本文抜粋 –
2013月07月24日
【事例】ビジネスモデルの転換 ―中期経営計画実現プロジェクト―
今回は我々が「中期経営計画が浸透しない、或いはその実効が上がらない」という経営課題に
クライアントと一緒になって取り組んだ事例をご紹介したい。
経緯
経営からは"10年後も生き残るための付加価値のあるビジネスモデルへ転換"という
大きな方向性と、業績目標が五カ年計画として出されていた。
<五カ年計画骨子>
・価格決定権を握る
・卸からメーカーへの脱皮
・売上高1,000億、経常利益率3%
しかし、現場からは、「将来の在るべき姿がわかりにくい」、
「絵が大きすぎて何をやればいいのかわからない」、
「日々の業務に追われていて、考える時間もない」などの不満の声が上がり、
仕事のやり方も何も変わっていない状況が続いていた。
<当時の状況>
・産地と小売業や外食産業との中間に位置し、顧客が必要とする商品を
調達するというビジネスモデル
・大量仕入れ、大量販売にて収益を獲得するという強いパラダイム
・個々人の経験や勘といった感覚で仕事がやられているため、
大量在庫、大量廃棄ロスが常態化
・組織間の壁の厚さ、組織間の連携の悪さ
OBT協会の問題意識
多くの企業においてこのA社のように、中期経営計画のみならず、新しい戦略、制度等
の様々な経営施策が、大きな絵として作られてはいるものの組織内に浸透していない、
実効が上がっていないという状況が見受けられる。
そして、第一線や現場に停滞感や疲弊感があって活性化していない本質的な
要因のひとつが、「計画と実行の分離」にある。
そのため、私共がクライアント企業と一緒に取り組む際には、
次の2つの成果を目標におく。

データ –
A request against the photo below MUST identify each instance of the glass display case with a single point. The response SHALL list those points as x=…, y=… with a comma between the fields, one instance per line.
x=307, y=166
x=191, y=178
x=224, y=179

課題 1 – 中期経営計画の事例のうち、「2013月07月24日」から「大きな方向性と、業績目標が五カ年計画として出されていた。」までの部分をそのまま書き写してください。
課題 2 – 中期経営計画の事例では、五カ年計画の業績目標として売上高がいくらと示されていますか。
課題 3 – 中期経営計画の事例の文章を、最後の文の次から書き継いでください。

演習結果 1 –
2013月07月24日
【事例】ビジネスモデルの転換 ―中期経営計画実現プロジェクト―
今回は我々が「中期経営計画が浸透しない、或いはその実効が上がらない」という経営課題に
クライアントと一緒になって取り組んだ事例をご紹介したい。
経緯
経営からは"10年後も生き残るための付加価値のあるビジネスモデルへ転換"という
大きな方向性と、業績目標が五カ年計画として出されていた。

演習結果 2 – 1,000億です。

演習結果 3 –
① 企業が抱える様々な経営課題や業務課題、組織課題等を第一線にいる人達や
現場の人達にその解決策を見出させること、
② 解決策を見出すためのプロセスを通して人財の育成や
人財のレベルアップを図ること、
この2つの同時実現である。
何故ならば、一握りの経営幹部や一部のスタッフだけ、或いは外部の専門家だけが
考え出した施策は、組織全体に容易に浸透しないし、肯定的に受け止められていないので
容易に動き出さない。
重要なことは、今今の市場や変化を実際に現場で、体感でわかっている人たちに
その解決策を導き出してもらうことが時間は要するものの、中長期的に見ればより
最適な方策だということである。
A社のプロジェクト
"10年後も生き残るための付加価値のあるビジネスモデルへ転換"するために、
現場の第一線にいるリーダーを集め、具体的な解決策を見出すプロジェクトを結成した。
プロジェクトの重点は、
① 価格競争からの脱却と付加価値での戦いに転換する事
② 青果物のバリューチェーン全体の中で自社がイニシアティブをとる事
これを実現するビジネスモデルを構想し、
そして本プロジェクトのメンバーが中心になって展開していった。
勿論、経営課題の解決策を簡単に考え出すことは出来ないし、試行錯誤もする。
然しながら、人財育成という観点で考えた時、
① プロジェクトの中で、会社の方向性を考え出すために紆余曲折する時間や
プロセスが重要で、そこで人は多くのことに気づき様々な学習をする
② 自分達が作ったものであり、その趣旨や意図も十二分に理解しているので、
職場や部下達にも自分の意思や言葉で説明し納得もさせられる
③ 参加者の問題意識や当事者意識、そして主体性を醸成することにつながる
経営課題の解決策を考え出すプロセスで、参加したプロジェクトメンバーに
見られる変化(我々はこれを学習の成果としている)は5つほどある。
これを社内だけでやろうとする場合は一定の限界がある。
何故ならば、解決策を考え出すプロセスで生じる社内の人間の限界は、
客観的に物を見ることの難しさである。
そして自分達の会社の内部がわかり過ぎているため、常識的過ぎて
課題の本質に迫っていけない。
「これまでの施策と大差のない甘い解決策で妥協する」、或いは
「行き詰って頓挫する」等の状態を回避するために、何のしがらみも持たない、
客観的、大局的視点からアプローチ出来る経験豊富で、また、この種のことに
多くの知見を有する社外の専門家のコーディネートが不可欠であり絶対条件となってくる。
解決策を考え出すために必要な側面
また、解決策を考え出すことを、建物を立てる場合に例えると、
設計士は、図面を描けても、家を建てることはできない。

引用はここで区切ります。